## Document extract
Instead, he has acquired a reputation as a settling judge, a jurist who likes a good negotiation. If he thinks public time and money can be saved, he bends the wills of the attorneys, defendants and plaintiffs to find common ground.
“He has always been one to … work out a compromise when the solution wasn’t clear-cut, one way or the other,” says First National Bank of Rochester president Carlos Carballada, who on occasion has appeared in Telesca’s courtroom and on the links as the judge’s golf partner.
“I have a knack of settling things,” agrees Telesca, a U.S. District Court judge for 16 years, seven of them as chief judge for the Western District.
His reputation for evenhandedness has endured even as his longtime residence in Gates, as well as community and political activities, have ensured that, not infrequently, he has presided over cases in which he knows several of the participants.
“You are not going to receive any special consideration in his courtroom,” says Telesca’s old friend Robert Witmer, a lawyer with Nixon, Hargrave, Devans & Doyle LLP. “He will be studiously fair.”

## Entries shown
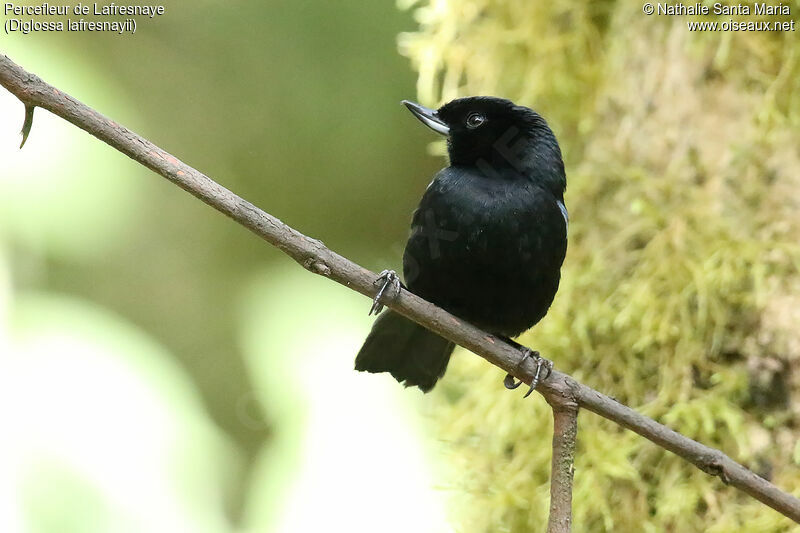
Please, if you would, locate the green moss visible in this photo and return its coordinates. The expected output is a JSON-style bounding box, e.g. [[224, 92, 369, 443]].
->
[[400, 0, 800, 532]]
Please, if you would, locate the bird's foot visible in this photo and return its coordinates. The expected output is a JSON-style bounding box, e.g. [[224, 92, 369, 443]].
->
[[369, 270, 401, 315], [503, 343, 553, 398]]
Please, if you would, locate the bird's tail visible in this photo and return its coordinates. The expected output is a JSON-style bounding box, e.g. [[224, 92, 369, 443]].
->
[[356, 311, 455, 392]]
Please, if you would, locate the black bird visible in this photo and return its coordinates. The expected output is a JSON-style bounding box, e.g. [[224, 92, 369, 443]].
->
[[356, 96, 568, 393]]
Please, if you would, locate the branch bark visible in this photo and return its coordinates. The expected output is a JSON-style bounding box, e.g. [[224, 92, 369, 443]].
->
[[0, 54, 800, 523], [546, 390, 578, 533]]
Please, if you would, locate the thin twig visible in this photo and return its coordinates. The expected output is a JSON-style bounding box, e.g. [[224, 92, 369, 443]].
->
[[0, 55, 800, 523], [547, 390, 578, 533]]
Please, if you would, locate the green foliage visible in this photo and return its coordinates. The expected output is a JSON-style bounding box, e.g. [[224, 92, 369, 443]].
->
[[400, 0, 800, 532]]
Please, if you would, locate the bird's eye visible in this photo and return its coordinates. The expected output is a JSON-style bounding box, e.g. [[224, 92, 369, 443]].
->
[[467, 113, 486, 130]]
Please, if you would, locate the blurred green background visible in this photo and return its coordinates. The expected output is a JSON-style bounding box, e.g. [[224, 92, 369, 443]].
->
[[0, 0, 800, 533]]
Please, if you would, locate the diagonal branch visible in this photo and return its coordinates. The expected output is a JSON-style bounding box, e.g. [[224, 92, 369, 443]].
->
[[0, 54, 800, 523]]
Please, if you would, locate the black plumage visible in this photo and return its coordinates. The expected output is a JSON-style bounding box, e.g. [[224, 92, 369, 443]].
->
[[356, 97, 568, 392]]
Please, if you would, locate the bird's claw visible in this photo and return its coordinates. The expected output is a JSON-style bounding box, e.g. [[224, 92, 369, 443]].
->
[[369, 270, 400, 315], [503, 348, 553, 398]]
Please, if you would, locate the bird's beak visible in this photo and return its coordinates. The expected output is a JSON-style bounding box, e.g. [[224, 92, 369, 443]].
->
[[403, 100, 450, 135]]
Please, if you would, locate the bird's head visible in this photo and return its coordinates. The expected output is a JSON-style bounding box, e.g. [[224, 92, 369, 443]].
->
[[403, 96, 566, 193]]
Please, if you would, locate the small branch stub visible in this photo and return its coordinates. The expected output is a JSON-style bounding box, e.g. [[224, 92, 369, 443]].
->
[[19, 104, 36, 150], [547, 399, 578, 533]]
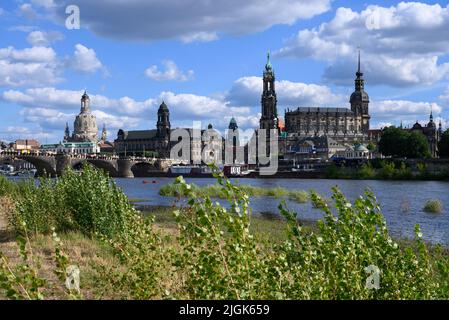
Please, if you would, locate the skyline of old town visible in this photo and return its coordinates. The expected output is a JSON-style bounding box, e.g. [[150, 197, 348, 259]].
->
[[0, 0, 449, 143]]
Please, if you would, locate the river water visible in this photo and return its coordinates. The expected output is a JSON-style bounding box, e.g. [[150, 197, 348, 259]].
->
[[115, 178, 449, 245]]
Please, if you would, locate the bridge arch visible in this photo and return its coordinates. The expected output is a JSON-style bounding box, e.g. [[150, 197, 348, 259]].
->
[[17, 156, 56, 177]]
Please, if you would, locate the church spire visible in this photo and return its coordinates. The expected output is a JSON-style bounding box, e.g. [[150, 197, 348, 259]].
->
[[265, 51, 273, 71], [355, 48, 365, 91], [357, 47, 360, 73]]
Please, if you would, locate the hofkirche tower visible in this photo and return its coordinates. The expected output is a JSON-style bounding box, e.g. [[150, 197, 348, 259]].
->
[[349, 50, 371, 134], [260, 53, 279, 129]]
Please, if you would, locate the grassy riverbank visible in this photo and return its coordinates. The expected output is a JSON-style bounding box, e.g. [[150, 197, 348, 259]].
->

## Problems to work on
**1.** In the profile of Judge Telesca, how many years has Telesca served as chief judge for the Western District?
**2.** Please pick up the profile of Judge Telesca after its last sentence and continue it in the same style.

## Answers provided
**1.** Seven years.

**2.**
From the time he took over as Rochester’s only U.S. District judge (with two others in Buffalo), Telesca sought to make the federal court more accessible, more civil and more organized–for federal employees, members of the public and members of the bar, defendants and plaintiffs.
“He spends every day on the bench trying to do the right thing for this community,” Chief Judge David Larimer says.
Much of Telesca’s course in life was set in his youth, as he learned to negotiate his path amid the city’s mix of ethnic groups and economic classes while pursuing the education prized by his immigrant parents.
Telesca was born in 1929, a month after the stock market crash. His father, Michael, was a laborer and clothing presser from Italy whose first wife died in the flu epidemic of 1918. He arranged to marry again and provide a mother for his three children.
Telesca’s mother, Agata Locurci, was escorted on the boat from Italy to America by her two brothers. The same day the group arrived in Philadelphia, Telesca’s mother was wed in Camden, N.J., to the man she had never seen before.
The couple had two children of their own, Mary, and the youngest, Michael.
His parents’ marriage, Telesca says, taught him about commitment.
“There was no going back for my mother. Didn’t know the language, didn’t know him,” he says.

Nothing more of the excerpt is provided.